### AUFGABE
Setze den Zeitungsbericht über die Kalkar-Brennelemente weiter unten im Anschluss an seinen letzten Satz fort.

---- VORGEGEBENER TEXT

RWE will die plutoniumhaltigen Brennelemente für den schnellen Brüter jetzt an den unfallträchtigen Atombrüter Belojarsk verkaufen  ■ Von Hermann-Josef Tenhagen

Berlin (taz) – Die RWE AG plant, die plutoniumhaltige Altlast ihres nie in Betrieb genommenen schnellen Brüters in Kalkar in Rußland endgültig loszuwerden. 123 aus Uran und Plutonium bestehende Mox-Brennelemente, die der Essener Stromkonzern einst für Kalkar fertigen ließ, sollen nach Belojarsk gebracht werden. Das erklärte Nikolai Oschankow, der Chefingenieur des schnellen Brüters im südrussischen Belojarsk, den Umweltschützern von Greenpeace. „Das war nicht unsere Initiative, sondern sie kam von den deutschen Fachleuten.“

Verhandelt werde mit der zuständigen RWE-Tochter Schnelle- Brüter-Kernkraftwerksgesellschaft (SBK) und mit Siemens. Ein RWE-Sprecher bestätigte die Kontakte: „Die Gespräche sind aber in keinem entscheidenden Stadium.“ Kontakte gebe es auch zu den Betreibern des japanischen Brüters in Monju. Außerdem werde die Wiederaufarbeitung und die direkte Endlagerung der Brennelemente erwogen.

--------
---- ÜBUNGSMATERIAL

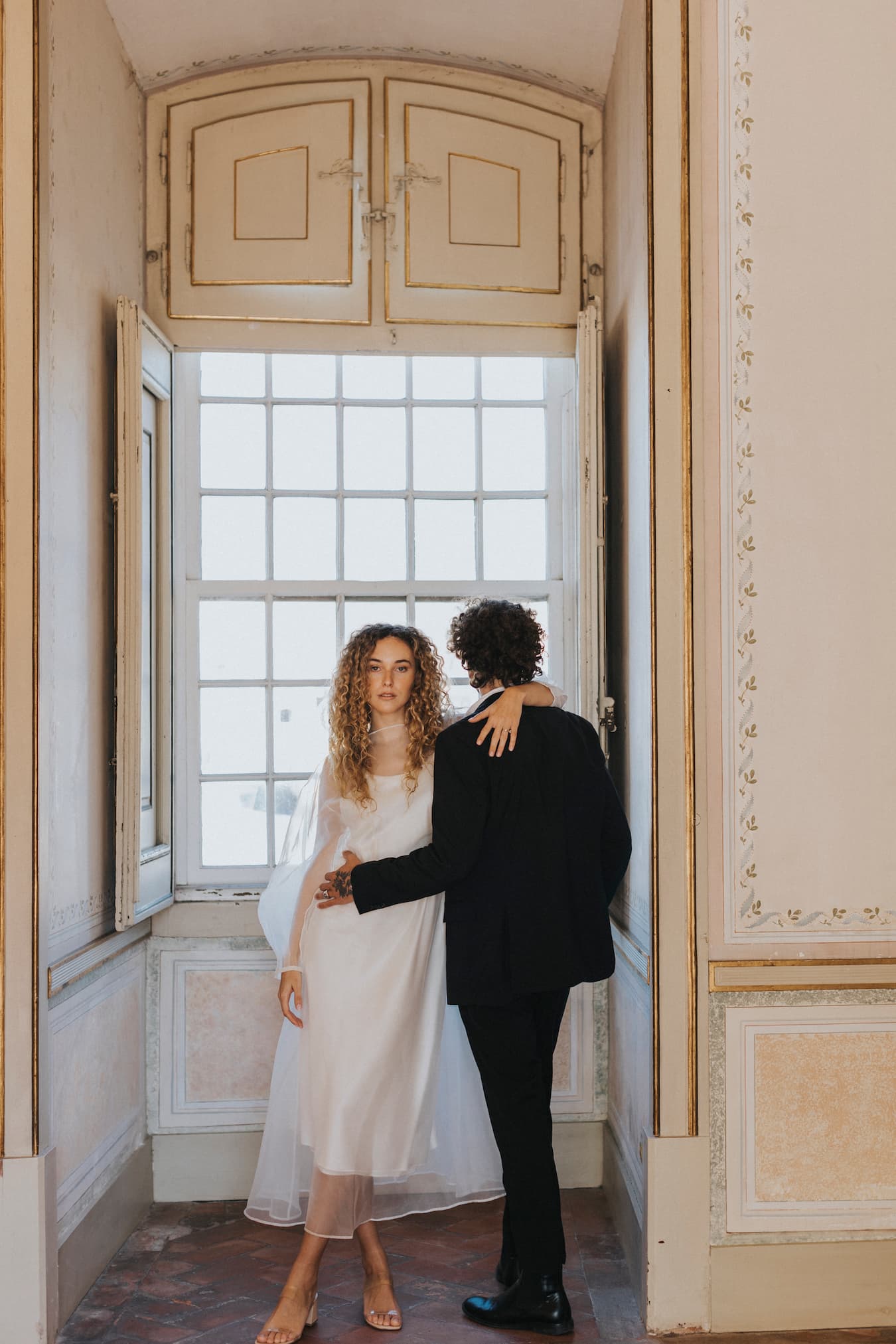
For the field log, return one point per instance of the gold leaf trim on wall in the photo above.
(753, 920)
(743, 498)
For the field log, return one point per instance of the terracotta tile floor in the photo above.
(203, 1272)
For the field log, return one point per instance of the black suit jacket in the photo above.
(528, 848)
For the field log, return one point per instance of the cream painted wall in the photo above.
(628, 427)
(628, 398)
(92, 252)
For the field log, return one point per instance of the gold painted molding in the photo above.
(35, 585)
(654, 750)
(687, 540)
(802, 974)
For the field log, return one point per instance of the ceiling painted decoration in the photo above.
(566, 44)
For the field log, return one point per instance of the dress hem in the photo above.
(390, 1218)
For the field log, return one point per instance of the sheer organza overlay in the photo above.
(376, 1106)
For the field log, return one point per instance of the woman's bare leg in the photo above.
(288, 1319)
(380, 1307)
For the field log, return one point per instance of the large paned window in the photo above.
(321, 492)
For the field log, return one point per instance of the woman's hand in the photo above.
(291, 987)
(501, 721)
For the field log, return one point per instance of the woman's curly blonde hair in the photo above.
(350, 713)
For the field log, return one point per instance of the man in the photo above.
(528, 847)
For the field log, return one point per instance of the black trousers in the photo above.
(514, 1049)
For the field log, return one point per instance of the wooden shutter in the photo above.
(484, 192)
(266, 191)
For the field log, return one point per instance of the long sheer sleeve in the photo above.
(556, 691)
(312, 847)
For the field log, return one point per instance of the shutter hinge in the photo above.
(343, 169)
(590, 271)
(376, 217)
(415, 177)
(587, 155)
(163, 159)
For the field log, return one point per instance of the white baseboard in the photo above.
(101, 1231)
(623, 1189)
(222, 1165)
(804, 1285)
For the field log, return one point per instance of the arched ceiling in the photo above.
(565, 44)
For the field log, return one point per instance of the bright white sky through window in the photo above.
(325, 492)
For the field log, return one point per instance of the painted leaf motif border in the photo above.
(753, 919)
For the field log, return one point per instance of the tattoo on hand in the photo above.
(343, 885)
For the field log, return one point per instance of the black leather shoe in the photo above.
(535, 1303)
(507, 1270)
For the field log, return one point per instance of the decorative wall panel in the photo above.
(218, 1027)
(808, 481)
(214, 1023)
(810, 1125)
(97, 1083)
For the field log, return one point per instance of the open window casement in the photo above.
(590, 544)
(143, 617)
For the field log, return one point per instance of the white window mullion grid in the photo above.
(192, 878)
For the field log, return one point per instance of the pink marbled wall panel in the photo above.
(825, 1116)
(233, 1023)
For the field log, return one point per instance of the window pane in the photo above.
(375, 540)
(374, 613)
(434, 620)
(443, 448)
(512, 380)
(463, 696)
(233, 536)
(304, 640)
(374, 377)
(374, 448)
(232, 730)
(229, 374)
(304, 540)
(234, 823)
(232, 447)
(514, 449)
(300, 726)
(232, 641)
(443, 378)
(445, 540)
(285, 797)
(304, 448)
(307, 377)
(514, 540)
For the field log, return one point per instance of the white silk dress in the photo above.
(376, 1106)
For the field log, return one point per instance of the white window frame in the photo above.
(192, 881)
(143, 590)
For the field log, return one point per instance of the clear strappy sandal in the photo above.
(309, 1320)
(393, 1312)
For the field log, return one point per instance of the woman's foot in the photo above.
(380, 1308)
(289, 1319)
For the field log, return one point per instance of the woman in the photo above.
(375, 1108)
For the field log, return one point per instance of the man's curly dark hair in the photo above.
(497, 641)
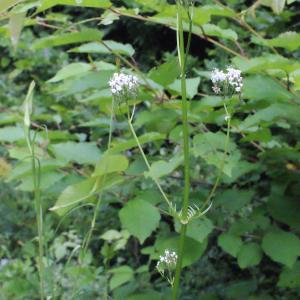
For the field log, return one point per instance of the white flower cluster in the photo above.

--------

### ANTWORT
Derzeit lagern die Brennelemente mit ihren 1,2 Tonnen Plutonium noch im sogenannten Bundesbunker in Hanau. Nachdem 1991 klar war, daß der Brüter in Kalkar nie in Betrieb gehen würde, hatte die RWE-Tochter SBK (RWE-Beteiligung: 67 Prozent) zunächst versucht, die Brennelemente mit ein Plutoniumanteil von 40 Prozent nach Dounreay in Schottland zu bringen. In Belgien gefertigte Brüter-Brennelemte waren schon 1991 in die schottische Atomfabrik geflogen worden. Die SBK mietete nach Greenpeace- Angaben sogar für 1,2 Millionen Mark Lagerfläche in Dounreay.

Doch dann ergaben sich immer neue Hindernisse für den Transport nach Schottland. Trotz bestehender Genehmigungen der Bundesregierung formierte sich erheblicher Widerstand gegen einen Flugzeugtransport des Plutoniums. Die hessische Landesregierung wollte einen Flug mit 1,2 Tonnen des Teufelszeugs an Bord vom Flughafen Frankfurt/Main aus nicht dulden. Und auch bei dem in Rheinland-Pfalz gelegenen Ausweichflughafen Pferdsfeld reagierten die Lokal- und Landespolitiker mit Ablehnung.

Zweitens waren die Brennelemente im Hanauer Bundesbunker bei einem Atomunfall bei Siemens im gleichen Gebäude verstrahlt worden. Die Brennelemente durften zunächst so verstrahlt nicht transportiert werden. Reinigen konnte man sie aber auch nicht, weil die Anlage bei Siemens seit dem Unfall 1991 stilliegt.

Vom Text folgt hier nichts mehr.